Exercise instructions:
A - List every item in the scroll compressor passage that is labeled with a reference numeral, giving each numeral with its item.
B - Translate this sentence from the scroll compressor passage into Spanish: "However, for the offset pressure relief port 47, the distance by which the first section 471 is offset radially outward is limited due to the limitation of a size of the port."

Passage given:
________________________________________

FIG. 4 is a partial detail view of block A in FIG. 1. In order to enable the pressure relief port 47 to be in communication with the intermediate compression chamber closer to the radially outermost side, as shown in FIG. 4, the pressure relief port 47 may be configured to include a first section 471 in communication with the intermediate compression chamber and a second section 472 in selective communication with the exhaust communication space S. The first section 471 is in communication with the second section 472, and a central axis of the first section 471 is offset radially outward relative to a central axis of the second section 472, thereby forming an offset pressure relief port 47. Compared with the pressure relief port extending axially in the linear form, the offset pressure relief port 47 extending in the offset form can be in communication with the intermediate compression chamber closer to the radially outermost side, so that the pressure of the fluid discharged through the pressure relief port 47 is lower, which can more effectively avoid the over-compression.
However, for the offset pressure relief port 47, the distance by which the first section 471 is offset radially outward is limited due to the limitation of a size of the port.
The scroll compressor is provided according to the present disclosure, which includes a new design of the pressure relief port which enables the pressure relief port to be in communication with the intermediate compression chamber closer to the radially outermost side, so that the pressure of the fluid discharged through the pressure relief port is lower, which can more effectively avoid the over-compression. The embodiments of the present disclosure is described below with reference to FIG. 5a to FIG. 9, except that the design of the pressure relief port is different from that of the scroll compressor 100 in the comparative example described above, the structure and the operation mode of the scroll compressor are the same as that of the scroll compressor 100 in the comparative example described above, thus they are not repeated herein.

________________________________________

(Point annotation records)
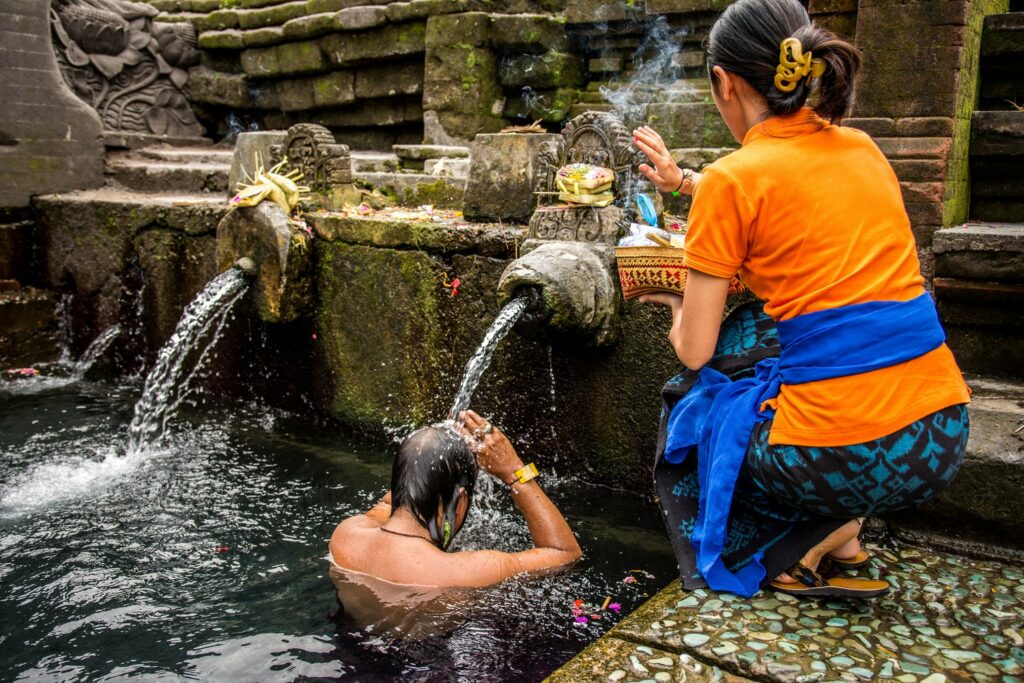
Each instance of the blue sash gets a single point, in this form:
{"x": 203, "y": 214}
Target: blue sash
{"x": 717, "y": 416}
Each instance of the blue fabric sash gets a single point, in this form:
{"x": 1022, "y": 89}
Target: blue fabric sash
{"x": 717, "y": 416}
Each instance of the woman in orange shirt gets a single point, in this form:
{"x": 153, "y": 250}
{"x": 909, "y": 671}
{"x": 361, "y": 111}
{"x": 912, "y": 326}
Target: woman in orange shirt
{"x": 837, "y": 397}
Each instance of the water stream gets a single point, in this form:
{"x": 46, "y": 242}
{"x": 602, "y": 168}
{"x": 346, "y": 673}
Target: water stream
{"x": 95, "y": 350}
{"x": 168, "y": 384}
{"x": 508, "y": 316}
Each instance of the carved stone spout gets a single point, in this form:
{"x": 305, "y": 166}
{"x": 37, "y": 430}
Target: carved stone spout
{"x": 279, "y": 255}
{"x": 578, "y": 293}
{"x": 568, "y": 253}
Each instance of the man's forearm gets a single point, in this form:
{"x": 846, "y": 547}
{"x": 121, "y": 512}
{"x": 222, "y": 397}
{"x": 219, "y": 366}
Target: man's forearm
{"x": 548, "y": 527}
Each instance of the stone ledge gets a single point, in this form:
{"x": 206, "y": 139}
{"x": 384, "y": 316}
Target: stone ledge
{"x": 148, "y": 175}
{"x": 980, "y": 237}
{"x": 27, "y": 328}
{"x": 997, "y": 134}
{"x": 983, "y": 504}
{"x": 946, "y": 619}
{"x": 445, "y": 238}
{"x": 417, "y": 188}
{"x": 1004, "y": 34}
{"x": 193, "y": 214}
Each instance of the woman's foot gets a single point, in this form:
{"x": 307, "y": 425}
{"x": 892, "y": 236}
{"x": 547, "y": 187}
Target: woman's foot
{"x": 807, "y": 583}
{"x": 847, "y": 551}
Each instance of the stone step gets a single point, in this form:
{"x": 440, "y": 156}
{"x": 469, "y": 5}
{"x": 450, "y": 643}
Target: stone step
{"x": 996, "y": 147}
{"x": 981, "y": 251}
{"x": 448, "y": 168}
{"x": 947, "y": 619}
{"x": 979, "y": 288}
{"x": 414, "y": 189}
{"x": 187, "y": 155}
{"x": 375, "y": 162}
{"x": 997, "y": 134}
{"x": 28, "y": 328}
{"x": 1003, "y": 34}
{"x": 983, "y": 506}
{"x": 158, "y": 176}
{"x": 413, "y": 156}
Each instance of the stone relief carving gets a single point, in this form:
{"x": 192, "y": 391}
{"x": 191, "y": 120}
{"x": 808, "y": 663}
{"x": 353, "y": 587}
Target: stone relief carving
{"x": 592, "y": 137}
{"x": 312, "y": 151}
{"x": 128, "y": 68}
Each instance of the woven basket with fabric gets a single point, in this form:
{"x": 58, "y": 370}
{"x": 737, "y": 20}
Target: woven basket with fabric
{"x": 649, "y": 269}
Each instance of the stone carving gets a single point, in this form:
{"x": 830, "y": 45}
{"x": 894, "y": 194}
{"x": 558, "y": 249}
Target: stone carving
{"x": 312, "y": 151}
{"x": 128, "y": 68}
{"x": 592, "y": 137}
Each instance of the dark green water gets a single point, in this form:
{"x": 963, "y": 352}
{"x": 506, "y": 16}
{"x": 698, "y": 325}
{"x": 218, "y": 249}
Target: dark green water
{"x": 206, "y": 559}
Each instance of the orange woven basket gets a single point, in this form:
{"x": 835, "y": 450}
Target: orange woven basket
{"x": 649, "y": 269}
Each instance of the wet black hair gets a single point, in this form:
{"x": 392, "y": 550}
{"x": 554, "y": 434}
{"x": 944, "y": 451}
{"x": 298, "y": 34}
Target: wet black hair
{"x": 747, "y": 38}
{"x": 433, "y": 465}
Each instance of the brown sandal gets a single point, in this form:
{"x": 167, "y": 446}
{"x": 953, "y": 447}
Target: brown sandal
{"x": 810, "y": 584}
{"x": 861, "y": 559}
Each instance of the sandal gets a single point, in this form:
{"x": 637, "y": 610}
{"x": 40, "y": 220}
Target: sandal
{"x": 810, "y": 584}
{"x": 861, "y": 559}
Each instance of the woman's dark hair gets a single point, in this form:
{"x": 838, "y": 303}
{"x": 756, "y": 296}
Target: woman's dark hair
{"x": 434, "y": 465}
{"x": 747, "y": 38}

________________________________________

Task answers:
A -
- Pressure relief port 47
- First section 471
- Second section 472
- Scroll compressor 100

B - Sin embargo, en el caso del puerto de alivio de presión desplazado 47, la distancia en la que la primera sección 471 está desplazada radialmente hacia afuera está limitada debido a la limitación del tamaño del puerto.